=== TEXT SHOWN ===

There were two actual attempts to impeach Douglas, one following his vote on the Rosenberg spy case, and one which was allegedly about financial irregularities but was also probably about his votes. Both attempts failed, obviously.
Motion for change of venue to Canada?
Wasn’t there also the threat by Roosevelt to create new justices to pack the Supreme Court if they continued to obstruct the New Deal? IIRC from previous discussions, there’s nothing magical about the number 9. That would take care of quorum shortcomings.
IIRC from my high school history classes, this threat caused a huge shitstorm of outrage (as it should of) and Roosevelt quickly backed down on the idea.
Should have. And you remember backwards (or more likely your high school teachers taught it incorrectly.) Roosevelt’s “court-packing” plan worked; the reason he wanted to pack the court was to stop it from striking down employee rights legislation on “freedom of contract” principles (the “Lochner Era”) - employment rights being a bit part of the New Deal. In 1937 SCOTUS receded from its freedom of contract decisions and Roosevelt no longer had to pack the court.
Well, it “worked” in the sense that Roosevelt introduced legislation and the Supreme Court subsequently widened its interpretation of the Constitution. But the bill never made it out of committee in the Senate and once the Court was seen as being more open to the New Deal the plan was seen as moot.
Nobody’s made any serious attempt to screw around with the structure of the Supreme Court since then.
Could the guardian exercise the powers and responsibilities of the justice’s office instead of resigning them? Would they have to be admitted to the bar as an attorney? E.g. “On behalf of my ward, Justice Smith, I, Smith’s guardian, make the following ruling…”
Put your thinking cap on. If you were in a coma do you think your guardian could show up at your office and start doing your job?

===

WORK TO COMPLETE: Summarize the discussion above in two sentences. The entries come from a different source than the discussion.

=== INFORMATION PROVIDED ===

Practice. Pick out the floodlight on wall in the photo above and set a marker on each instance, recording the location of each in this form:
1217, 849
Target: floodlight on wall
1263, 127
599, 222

===

RESPONSE: The discussion notes that two attempts to impeach Douglas both failed. It then debates whether Roosevelt's plan to pack the Supreme Court succeeded or was abandoned, and whether a justice's guardian could exercise the office's powers, which one reply dismisses.